> **DIRECTIVES**
• 1. According to the AutoAI tutorial text, what is the default metric for a binary classification?
• 2. Carry on the AutoAI tutorial text from its final sentence, keeping its step-by-step style.

Task 3: Training the experiment

In Configuration details, select No for the option to create a Time Series Forecast.
Choose IS_TENT as the column to predict. AutoAI analyzes your data and determines that the IS_TENT column contains True and False information, making this data suitable for a binary classification model. The default metric for a binary classification is ROC/AUC.
Click Run experiment. As the model trains, an infographic shows the process of building the pipelines.

Note:
You might see slight differences in results based on the Cloud Pak for Data platform and version you use.

For a list of algorithms or estimators that are available with each machine learning technique in AutoAI, see AutoAI implementation detail.
When all the pipelines are created, you can compare their accuracy on the Pipeline leaderboard.
Select the pipeline with Rank 1 and click Save as to create your model. Then, select Create. This option saves the pipeline under the Models section in the Assets tab.

Task 4: Deploy the trained model

You can deploy the model from the model details page. You can access the model details page in one of these ways:
1. Clicking the model’s name in the notification displayed when you save the model.
2. Open the Assets tab for the project, select the Models section and select the model’s name.
Click the Promote to deployment space icon, and then select an existing space, or or create a new space where the model will be deployed.

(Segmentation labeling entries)
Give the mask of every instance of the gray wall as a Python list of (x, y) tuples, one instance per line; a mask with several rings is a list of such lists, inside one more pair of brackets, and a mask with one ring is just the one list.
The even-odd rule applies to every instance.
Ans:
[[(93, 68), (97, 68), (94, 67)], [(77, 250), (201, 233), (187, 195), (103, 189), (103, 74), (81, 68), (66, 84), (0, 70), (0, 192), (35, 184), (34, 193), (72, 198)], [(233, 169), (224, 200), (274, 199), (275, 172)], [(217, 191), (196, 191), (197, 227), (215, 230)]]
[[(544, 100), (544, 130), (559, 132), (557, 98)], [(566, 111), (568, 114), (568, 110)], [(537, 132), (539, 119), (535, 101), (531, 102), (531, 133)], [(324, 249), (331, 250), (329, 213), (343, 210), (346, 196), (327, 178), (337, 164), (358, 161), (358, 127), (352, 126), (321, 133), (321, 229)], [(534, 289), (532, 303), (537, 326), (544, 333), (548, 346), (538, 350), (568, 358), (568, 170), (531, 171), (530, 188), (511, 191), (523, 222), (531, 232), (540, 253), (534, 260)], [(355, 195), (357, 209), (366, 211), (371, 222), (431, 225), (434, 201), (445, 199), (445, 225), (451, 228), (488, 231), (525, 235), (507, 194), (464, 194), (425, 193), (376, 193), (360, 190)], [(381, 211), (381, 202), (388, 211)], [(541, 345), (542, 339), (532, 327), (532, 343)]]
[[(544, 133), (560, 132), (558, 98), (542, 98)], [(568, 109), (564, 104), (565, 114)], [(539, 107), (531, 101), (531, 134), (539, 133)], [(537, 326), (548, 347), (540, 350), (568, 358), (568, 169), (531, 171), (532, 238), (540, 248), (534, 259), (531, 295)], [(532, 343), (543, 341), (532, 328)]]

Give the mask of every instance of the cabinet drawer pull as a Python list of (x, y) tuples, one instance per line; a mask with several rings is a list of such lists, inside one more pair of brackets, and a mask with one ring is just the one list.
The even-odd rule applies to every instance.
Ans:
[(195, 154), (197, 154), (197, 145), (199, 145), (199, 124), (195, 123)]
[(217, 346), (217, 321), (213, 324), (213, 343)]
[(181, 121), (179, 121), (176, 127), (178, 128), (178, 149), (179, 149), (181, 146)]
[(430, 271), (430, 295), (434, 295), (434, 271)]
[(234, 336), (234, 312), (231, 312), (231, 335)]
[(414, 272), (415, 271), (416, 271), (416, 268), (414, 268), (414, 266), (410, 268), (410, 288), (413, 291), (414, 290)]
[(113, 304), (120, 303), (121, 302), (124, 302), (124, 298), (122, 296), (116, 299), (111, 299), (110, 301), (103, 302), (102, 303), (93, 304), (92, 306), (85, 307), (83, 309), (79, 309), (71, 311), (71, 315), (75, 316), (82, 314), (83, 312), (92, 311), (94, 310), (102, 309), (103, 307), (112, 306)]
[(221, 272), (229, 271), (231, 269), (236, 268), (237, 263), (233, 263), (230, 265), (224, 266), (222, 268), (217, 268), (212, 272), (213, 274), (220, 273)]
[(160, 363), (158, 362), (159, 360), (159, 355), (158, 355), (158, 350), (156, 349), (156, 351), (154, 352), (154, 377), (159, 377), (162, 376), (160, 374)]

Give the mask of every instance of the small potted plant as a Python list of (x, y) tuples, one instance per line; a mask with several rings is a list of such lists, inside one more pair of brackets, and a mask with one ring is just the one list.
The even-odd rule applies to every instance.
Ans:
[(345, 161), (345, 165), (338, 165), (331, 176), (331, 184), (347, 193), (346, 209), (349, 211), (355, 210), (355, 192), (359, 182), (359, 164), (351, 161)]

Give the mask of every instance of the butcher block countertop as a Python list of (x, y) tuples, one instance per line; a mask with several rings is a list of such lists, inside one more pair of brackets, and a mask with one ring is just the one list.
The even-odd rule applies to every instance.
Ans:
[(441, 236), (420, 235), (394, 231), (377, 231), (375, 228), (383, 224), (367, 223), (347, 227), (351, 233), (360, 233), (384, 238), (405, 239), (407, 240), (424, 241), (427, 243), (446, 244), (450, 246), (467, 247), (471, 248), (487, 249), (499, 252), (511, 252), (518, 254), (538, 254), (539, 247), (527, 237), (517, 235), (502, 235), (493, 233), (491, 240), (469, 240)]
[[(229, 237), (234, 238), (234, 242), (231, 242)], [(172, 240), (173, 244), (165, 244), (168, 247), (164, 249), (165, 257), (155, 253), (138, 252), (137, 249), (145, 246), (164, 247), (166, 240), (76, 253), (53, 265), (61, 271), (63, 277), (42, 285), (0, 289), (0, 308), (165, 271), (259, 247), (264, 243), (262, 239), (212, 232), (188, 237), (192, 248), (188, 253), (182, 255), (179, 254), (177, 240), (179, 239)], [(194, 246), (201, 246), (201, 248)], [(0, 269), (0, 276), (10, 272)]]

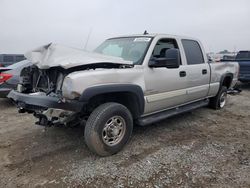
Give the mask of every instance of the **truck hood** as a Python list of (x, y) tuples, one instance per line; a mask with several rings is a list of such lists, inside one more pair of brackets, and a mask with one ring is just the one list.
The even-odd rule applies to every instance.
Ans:
[(81, 49), (70, 48), (53, 43), (27, 52), (25, 57), (39, 69), (49, 69), (51, 67), (69, 69), (81, 65), (103, 63), (133, 65), (132, 61), (125, 61), (119, 57), (86, 52)]

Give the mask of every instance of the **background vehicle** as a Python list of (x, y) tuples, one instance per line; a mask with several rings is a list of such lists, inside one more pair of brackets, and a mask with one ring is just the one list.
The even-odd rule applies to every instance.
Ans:
[(5, 98), (12, 89), (16, 89), (21, 70), (31, 65), (27, 60), (8, 67), (0, 67), (0, 98)]
[(23, 60), (23, 54), (0, 54), (0, 67), (7, 67)]
[(120, 151), (133, 124), (198, 107), (221, 109), (238, 63), (208, 63), (201, 43), (171, 35), (111, 38), (94, 53), (49, 44), (26, 56), (18, 91), (8, 95), (37, 124), (86, 122), (85, 141), (101, 156)]

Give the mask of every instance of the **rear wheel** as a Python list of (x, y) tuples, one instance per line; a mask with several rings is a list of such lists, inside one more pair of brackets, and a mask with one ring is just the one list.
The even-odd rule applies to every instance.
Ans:
[(124, 147), (132, 130), (133, 118), (130, 111), (118, 103), (105, 103), (89, 116), (84, 136), (91, 151), (101, 156), (109, 156)]
[(218, 94), (210, 99), (210, 107), (219, 110), (225, 107), (227, 102), (227, 87), (222, 86)]

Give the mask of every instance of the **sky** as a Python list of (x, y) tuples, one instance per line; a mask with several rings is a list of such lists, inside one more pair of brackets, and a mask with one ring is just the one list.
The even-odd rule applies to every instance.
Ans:
[(250, 1), (0, 0), (0, 54), (51, 42), (92, 50), (144, 30), (198, 38), (207, 52), (250, 50)]

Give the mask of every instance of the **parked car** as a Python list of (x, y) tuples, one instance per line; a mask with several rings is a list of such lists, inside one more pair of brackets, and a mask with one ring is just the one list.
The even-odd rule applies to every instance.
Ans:
[(16, 89), (21, 70), (31, 65), (27, 60), (8, 67), (0, 67), (0, 98), (5, 98), (12, 89)]
[(90, 150), (108, 156), (145, 126), (210, 105), (226, 105), (238, 63), (208, 63), (201, 43), (161, 34), (111, 38), (93, 53), (50, 44), (28, 53), (22, 83), (8, 97), (37, 124), (85, 122)]
[(241, 82), (250, 82), (250, 51), (240, 51), (235, 61), (240, 65), (239, 80)]

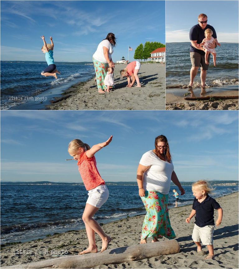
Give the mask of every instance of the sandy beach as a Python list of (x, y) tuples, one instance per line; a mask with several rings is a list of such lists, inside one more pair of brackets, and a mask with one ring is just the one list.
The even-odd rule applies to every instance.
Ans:
[(70, 96), (47, 106), (46, 109), (165, 110), (165, 65), (141, 64), (138, 75), (142, 87), (134, 86), (130, 88), (126, 87), (126, 78), (120, 79), (120, 71), (126, 66), (126, 65), (115, 65), (114, 73), (115, 88), (110, 93), (99, 94), (93, 78), (72, 86), (65, 93), (65, 95), (70, 95)]
[[(238, 90), (237, 86), (227, 86), (224, 89), (215, 87), (206, 90), (206, 93), (201, 95), (201, 89), (194, 89), (190, 93), (187, 89), (175, 88), (167, 89), (166, 92), (166, 109), (167, 110), (238, 110)], [(238, 86), (237, 86), (238, 88)], [(179, 93), (181, 92), (180, 95)], [(184, 96), (184, 94), (185, 94)], [(186, 100), (185, 97), (200, 97), (206, 96), (237, 96), (237, 99), (217, 100), (211, 98), (209, 100)]]
[[(216, 200), (223, 209), (223, 216), (222, 224), (214, 232), (213, 244), (215, 256), (214, 259), (205, 260), (205, 256), (197, 254), (196, 248), (191, 237), (194, 225), (193, 219), (189, 224), (185, 221), (191, 210), (190, 205), (174, 208), (169, 211), (171, 225), (176, 235), (176, 239), (180, 245), (179, 253), (117, 264), (100, 265), (93, 268), (238, 268), (238, 193), (232, 193)], [(214, 217), (216, 219), (216, 211)], [(108, 249), (139, 243), (144, 217), (144, 215), (140, 215), (101, 225), (112, 239)], [(100, 249), (100, 239), (97, 235), (96, 238), (98, 249)], [(148, 239), (148, 242), (151, 242), (151, 239)], [(167, 240), (164, 238), (161, 241)], [(87, 243), (85, 230), (82, 230), (7, 246), (1, 248), (1, 265), (6, 266), (42, 261), (59, 257), (59, 253), (64, 252), (67, 255), (77, 255), (87, 246)], [(207, 251), (205, 246), (203, 249)]]

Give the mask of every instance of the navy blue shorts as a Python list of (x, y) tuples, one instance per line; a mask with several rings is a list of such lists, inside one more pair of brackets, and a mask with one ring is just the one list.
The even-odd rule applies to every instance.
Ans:
[(51, 73), (53, 71), (56, 69), (56, 65), (54, 64), (49, 64), (48, 67), (45, 69), (41, 72), (42, 73)]

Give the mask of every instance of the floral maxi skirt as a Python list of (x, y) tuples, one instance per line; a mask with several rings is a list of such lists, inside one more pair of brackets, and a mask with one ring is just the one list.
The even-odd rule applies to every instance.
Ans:
[(168, 195), (145, 191), (145, 196), (141, 198), (147, 211), (143, 224), (141, 240), (151, 236), (155, 239), (162, 238), (163, 236), (169, 239), (175, 238), (168, 214)]
[(104, 80), (107, 73), (109, 64), (105, 63), (101, 63), (96, 60), (94, 58), (93, 58), (92, 59), (95, 71), (96, 72), (96, 82), (97, 83), (98, 90), (105, 90), (106, 89), (107, 87), (104, 83)]

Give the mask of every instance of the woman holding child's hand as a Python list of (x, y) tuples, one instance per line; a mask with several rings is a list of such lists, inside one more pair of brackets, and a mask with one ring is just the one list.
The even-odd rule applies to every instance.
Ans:
[[(114, 47), (115, 46), (116, 39), (114, 34), (109, 33), (105, 39), (99, 44), (96, 51), (93, 55), (93, 61), (96, 72), (97, 87), (100, 94), (105, 93), (106, 90), (104, 80), (108, 68), (109, 67), (115, 67), (115, 63), (111, 55), (114, 52)], [(111, 87), (113, 87), (114, 86)]]
[(137, 170), (138, 194), (147, 212), (141, 244), (147, 243), (147, 238), (151, 236), (152, 242), (163, 236), (169, 239), (175, 238), (167, 207), (171, 181), (178, 187), (181, 195), (185, 193), (174, 171), (166, 138), (163, 135), (157, 137), (155, 146), (155, 149), (143, 155)]

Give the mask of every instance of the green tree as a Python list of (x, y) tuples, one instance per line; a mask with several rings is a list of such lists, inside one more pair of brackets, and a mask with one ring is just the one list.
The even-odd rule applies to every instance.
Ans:
[(141, 43), (136, 48), (134, 52), (134, 59), (138, 59), (139, 60), (140, 59), (142, 60), (143, 58), (143, 44)]

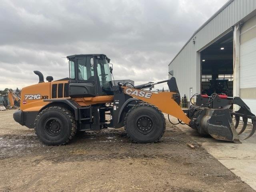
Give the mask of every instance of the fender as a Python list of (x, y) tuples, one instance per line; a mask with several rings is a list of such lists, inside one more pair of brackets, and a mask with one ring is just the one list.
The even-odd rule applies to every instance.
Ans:
[(129, 103), (135, 100), (139, 100), (137, 99), (137, 98), (130, 98), (128, 99), (127, 100), (125, 101), (125, 102), (124, 103), (124, 104), (122, 106), (121, 108), (120, 109), (120, 110), (119, 111), (119, 113), (118, 114), (118, 123), (120, 123), (121, 122), (121, 115), (124, 109), (124, 108), (126, 107), (127, 105), (129, 104)]
[(44, 109), (49, 105), (52, 105), (52, 103), (63, 103), (67, 104), (71, 108), (74, 110), (74, 111), (75, 114), (75, 118), (76, 120), (78, 120), (78, 105), (76, 103), (74, 102), (71, 102), (70, 100), (64, 99), (44, 99), (44, 101), (46, 101), (50, 102), (48, 104), (46, 105), (43, 108), (41, 109), (41, 110)]

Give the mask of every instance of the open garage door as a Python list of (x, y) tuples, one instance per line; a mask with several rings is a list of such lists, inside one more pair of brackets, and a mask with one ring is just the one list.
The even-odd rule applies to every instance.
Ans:
[(233, 32), (230, 32), (201, 52), (201, 91), (233, 96)]

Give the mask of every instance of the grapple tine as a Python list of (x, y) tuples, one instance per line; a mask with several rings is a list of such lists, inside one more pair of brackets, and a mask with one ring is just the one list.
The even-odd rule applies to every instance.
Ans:
[(246, 128), (246, 126), (247, 126), (247, 121), (248, 119), (246, 118), (243, 117), (243, 122), (244, 122), (244, 124), (243, 124), (243, 127), (242, 127), (242, 129), (240, 130), (239, 132), (238, 133), (238, 135), (240, 135), (244, 131), (245, 129)]
[(250, 134), (250, 135), (249, 135), (247, 137), (242, 139), (242, 140), (244, 140), (251, 137), (255, 132), (255, 131), (256, 131), (256, 121), (255, 121), (255, 120), (252, 120), (252, 132), (251, 132), (251, 133)]
[(236, 128), (237, 128), (237, 127), (238, 126), (238, 125), (239, 124), (240, 117), (237, 115), (236, 115), (235, 116), (235, 118), (236, 118), (236, 124), (235, 125), (235, 128), (236, 128)]

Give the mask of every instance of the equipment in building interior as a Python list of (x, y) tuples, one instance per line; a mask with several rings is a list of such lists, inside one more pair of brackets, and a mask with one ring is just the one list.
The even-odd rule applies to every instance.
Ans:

> **THE REPLIES**
• 1. ROC/AUC

• 2.
1. Type a name for the deployment space.
2. Associate it with a Machine Learning Service.
3. Click Create.
After you create your deployment space or select an existing one, select Promote.
Click the deployment space link from the notification.
From the Assets tab of the deployment space:
1. Hover over the model’s name and click the Deploy icon .
  1. In the page that opens, complete the fields:
    1. Select Online as the Deployment type.
    2. Specify a name for the deployment.
    3. Click Create.

Creating an online deployment space to promote the model

After the deployment is complete, click Deployments and select the deployment name to view the details page.

Task 5: Test the deployed model

You can test the deployed model from the deployment details page:

On the Test tab of the deployment details page, complete the form with test values or enter JSON test data by clicking the Terminal icon to provide the following JSON input data.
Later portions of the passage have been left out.